Every lifter knows the feeling
You grind out a squat PR after months of progressive overload. Your training partner — same experience level, same program, two inches taller — walks up and out-squats you by 50 lbs like he's warming up. Or your long-armed friend pulls 500 on deadlift after taking three months off while you've been stuck at 405 since forever.
Proportions create advantages. Everyone who has spent real time under a barbell knows this. Coaches know it. Competitors know it. The entire reason weight classes exist is an acknowledgment that bigger bodies produce more force. But weight classes only account for mass. They say nothing about how that mass is distributed — how long your femurs are, how deep your chest sits, how far your arms hang past your hips.
So here's the question nobody has actually answered with data: which lift is the MOST affected by body proportions? Which one punishes the wrong skeleton the hardest and rewards the right one the most? Which competition lift has the biggest gap between a structurally gifted lifter and a structurally cursed one?

[Records from a dataset]
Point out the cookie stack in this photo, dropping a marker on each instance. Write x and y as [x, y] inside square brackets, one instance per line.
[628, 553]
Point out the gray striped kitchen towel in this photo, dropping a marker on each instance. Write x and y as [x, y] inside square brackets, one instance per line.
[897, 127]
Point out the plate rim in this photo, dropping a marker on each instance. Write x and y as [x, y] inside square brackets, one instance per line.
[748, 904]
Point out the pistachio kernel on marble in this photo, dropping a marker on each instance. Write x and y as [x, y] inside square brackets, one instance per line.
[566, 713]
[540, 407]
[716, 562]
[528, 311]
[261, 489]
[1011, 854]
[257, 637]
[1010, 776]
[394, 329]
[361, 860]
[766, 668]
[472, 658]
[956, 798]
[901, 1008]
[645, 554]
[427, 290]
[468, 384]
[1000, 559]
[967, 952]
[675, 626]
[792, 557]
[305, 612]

• Required work
(1) Decide whether each statement agrees with the passage on lifting proportions, answering yes or no and quoting the deciding words: (a) Weight classes account for how a lifter's mass is distributed. (b) The long-armed friend pulls 500 on deadlift after three months off. (c) The training partner is two inches shorter.
(2) Please answer these questions from the passage on lifting proportions:
(a) By how much does the training partner out-squat the lifter?
(b) At what weight has the lifter's deadlift been stuck?
(c) What do weight classes acknowledge?
(3) Output everything in the passage on lifting proportions from "Every lifter knows" down to "past your hips.".

• Written answers
(1)
(a) No: "They say nothing about how that mass is distributed"
(b) Yes: "pulls 500 on deadlift after taking three months off"
(c) No: "two inches taller"

(2)
(a) 50 lbs
(b) 405
(c) That bigger bodies produce more force

(3)
Every lifter knows the feeling
You grind out a squat PR after months of progressive overload. Your training partner — same experience level, same program, two inches taller — walks up and out-squats you by 50 lbs like he's warming up. Or your long-armed friend pulls 500 on deadlift after taking three months off while you've been stuck at 405 since forever.
Proportions create advantages. Everyone who has spent real time under a barbell knows this. Coaches know it. Competitors know it. The entire reason weight classes exist is an acknowledgment that bigger bodies produce more force. But weight classes only account for mass. They say nothing about how that mass is distributed — how long your femurs are, how deep your chest sits, how far your arms hang past your hips.